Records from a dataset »
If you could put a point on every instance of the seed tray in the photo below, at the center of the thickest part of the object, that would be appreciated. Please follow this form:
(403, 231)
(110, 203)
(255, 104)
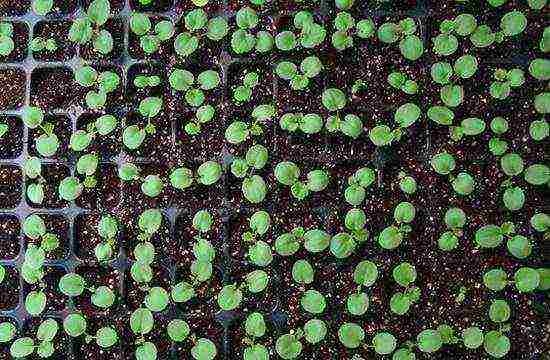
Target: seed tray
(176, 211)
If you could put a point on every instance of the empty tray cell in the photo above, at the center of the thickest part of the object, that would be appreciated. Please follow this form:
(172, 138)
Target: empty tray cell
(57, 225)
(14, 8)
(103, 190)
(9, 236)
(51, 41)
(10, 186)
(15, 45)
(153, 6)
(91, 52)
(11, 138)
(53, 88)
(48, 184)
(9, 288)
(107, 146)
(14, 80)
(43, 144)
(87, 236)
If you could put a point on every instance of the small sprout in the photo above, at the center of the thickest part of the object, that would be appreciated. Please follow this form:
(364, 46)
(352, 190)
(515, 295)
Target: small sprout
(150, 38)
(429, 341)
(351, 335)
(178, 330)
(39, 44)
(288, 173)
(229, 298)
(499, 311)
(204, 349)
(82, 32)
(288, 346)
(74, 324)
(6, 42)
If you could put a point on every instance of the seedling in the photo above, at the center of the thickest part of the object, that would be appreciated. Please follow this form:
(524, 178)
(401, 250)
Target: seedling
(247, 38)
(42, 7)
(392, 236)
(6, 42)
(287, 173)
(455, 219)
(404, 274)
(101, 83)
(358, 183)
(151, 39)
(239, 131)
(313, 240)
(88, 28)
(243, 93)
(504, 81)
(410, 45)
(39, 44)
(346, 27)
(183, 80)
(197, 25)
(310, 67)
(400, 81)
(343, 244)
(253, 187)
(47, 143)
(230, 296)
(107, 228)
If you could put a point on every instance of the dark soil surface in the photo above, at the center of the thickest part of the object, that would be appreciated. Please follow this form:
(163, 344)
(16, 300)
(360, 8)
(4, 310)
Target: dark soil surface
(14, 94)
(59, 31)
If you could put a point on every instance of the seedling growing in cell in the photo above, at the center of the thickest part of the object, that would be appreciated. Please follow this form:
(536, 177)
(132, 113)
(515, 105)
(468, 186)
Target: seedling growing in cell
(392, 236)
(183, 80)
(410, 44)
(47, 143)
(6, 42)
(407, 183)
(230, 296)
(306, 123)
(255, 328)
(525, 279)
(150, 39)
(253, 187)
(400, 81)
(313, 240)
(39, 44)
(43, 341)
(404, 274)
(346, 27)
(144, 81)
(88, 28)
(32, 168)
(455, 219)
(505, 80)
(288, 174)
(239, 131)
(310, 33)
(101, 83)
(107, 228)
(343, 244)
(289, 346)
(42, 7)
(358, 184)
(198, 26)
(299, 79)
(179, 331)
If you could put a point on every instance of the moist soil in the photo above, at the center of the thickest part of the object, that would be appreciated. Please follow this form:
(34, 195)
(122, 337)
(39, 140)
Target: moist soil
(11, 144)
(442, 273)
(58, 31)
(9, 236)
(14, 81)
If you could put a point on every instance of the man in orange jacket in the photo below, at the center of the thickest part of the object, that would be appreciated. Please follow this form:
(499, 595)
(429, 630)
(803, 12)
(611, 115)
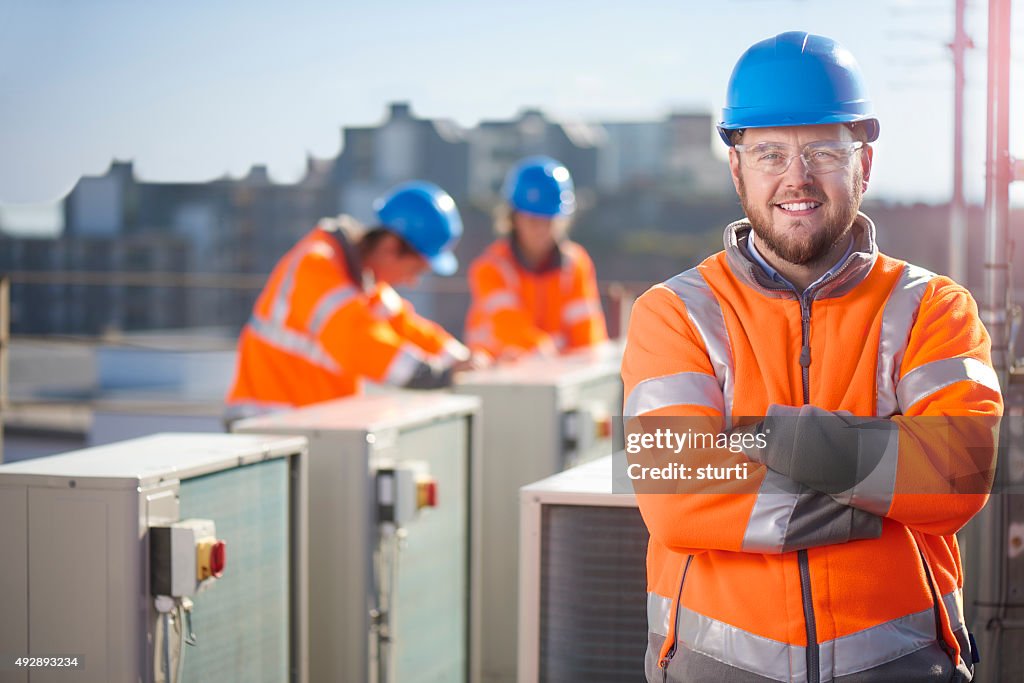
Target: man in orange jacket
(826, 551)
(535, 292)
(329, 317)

==

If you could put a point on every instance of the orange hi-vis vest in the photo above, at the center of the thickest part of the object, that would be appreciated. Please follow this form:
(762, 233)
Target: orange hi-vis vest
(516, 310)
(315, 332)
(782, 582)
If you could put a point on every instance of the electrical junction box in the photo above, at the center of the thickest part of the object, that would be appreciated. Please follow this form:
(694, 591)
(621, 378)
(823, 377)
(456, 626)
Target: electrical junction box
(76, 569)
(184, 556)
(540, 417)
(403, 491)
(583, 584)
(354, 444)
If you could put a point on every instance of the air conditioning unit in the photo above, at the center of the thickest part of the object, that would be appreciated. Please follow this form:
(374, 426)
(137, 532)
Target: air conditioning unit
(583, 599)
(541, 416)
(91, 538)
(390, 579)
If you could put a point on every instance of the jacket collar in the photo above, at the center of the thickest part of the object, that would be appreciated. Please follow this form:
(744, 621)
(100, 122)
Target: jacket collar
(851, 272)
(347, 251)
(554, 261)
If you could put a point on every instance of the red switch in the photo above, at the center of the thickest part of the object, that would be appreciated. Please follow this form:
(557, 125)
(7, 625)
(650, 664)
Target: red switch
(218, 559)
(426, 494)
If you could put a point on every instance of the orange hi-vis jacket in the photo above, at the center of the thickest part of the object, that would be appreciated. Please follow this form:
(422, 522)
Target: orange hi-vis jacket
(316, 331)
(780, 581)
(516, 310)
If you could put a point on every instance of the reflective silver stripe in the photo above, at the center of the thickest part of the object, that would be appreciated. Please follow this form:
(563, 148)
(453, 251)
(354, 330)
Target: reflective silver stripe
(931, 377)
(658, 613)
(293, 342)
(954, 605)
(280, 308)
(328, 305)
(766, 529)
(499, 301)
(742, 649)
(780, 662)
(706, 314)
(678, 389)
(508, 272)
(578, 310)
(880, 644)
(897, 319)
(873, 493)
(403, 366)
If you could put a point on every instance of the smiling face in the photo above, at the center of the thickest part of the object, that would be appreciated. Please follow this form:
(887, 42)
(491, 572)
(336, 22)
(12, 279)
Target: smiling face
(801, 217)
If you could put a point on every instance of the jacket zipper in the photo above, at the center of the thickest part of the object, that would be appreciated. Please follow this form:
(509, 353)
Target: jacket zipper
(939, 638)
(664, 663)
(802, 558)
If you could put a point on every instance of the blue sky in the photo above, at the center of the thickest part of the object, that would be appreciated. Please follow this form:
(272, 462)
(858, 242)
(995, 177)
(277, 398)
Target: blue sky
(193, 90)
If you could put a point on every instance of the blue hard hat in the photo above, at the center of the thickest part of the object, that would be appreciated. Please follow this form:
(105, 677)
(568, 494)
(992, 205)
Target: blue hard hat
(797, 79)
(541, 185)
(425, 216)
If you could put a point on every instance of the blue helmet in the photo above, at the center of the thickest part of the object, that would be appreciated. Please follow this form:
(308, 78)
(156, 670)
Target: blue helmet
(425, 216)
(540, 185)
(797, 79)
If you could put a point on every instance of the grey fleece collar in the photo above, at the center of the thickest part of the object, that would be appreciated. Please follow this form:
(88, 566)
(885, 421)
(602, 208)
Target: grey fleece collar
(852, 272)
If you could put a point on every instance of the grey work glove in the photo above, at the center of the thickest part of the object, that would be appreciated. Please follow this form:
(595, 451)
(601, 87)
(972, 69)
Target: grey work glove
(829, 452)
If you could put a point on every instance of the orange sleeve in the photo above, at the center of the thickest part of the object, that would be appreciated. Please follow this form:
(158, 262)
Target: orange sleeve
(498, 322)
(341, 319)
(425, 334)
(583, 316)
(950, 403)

YOUR GOAL » Find each line in the listing above that contains the word "hard", and copy all of those lines.

SOLUTION FOR THIS EXERCISE »
If you could put a point on every instance of the blue hard hat in the photo above, at the center of the thickest part of the object, that would be appreciated. Please follow this form:
Target: blue hard hat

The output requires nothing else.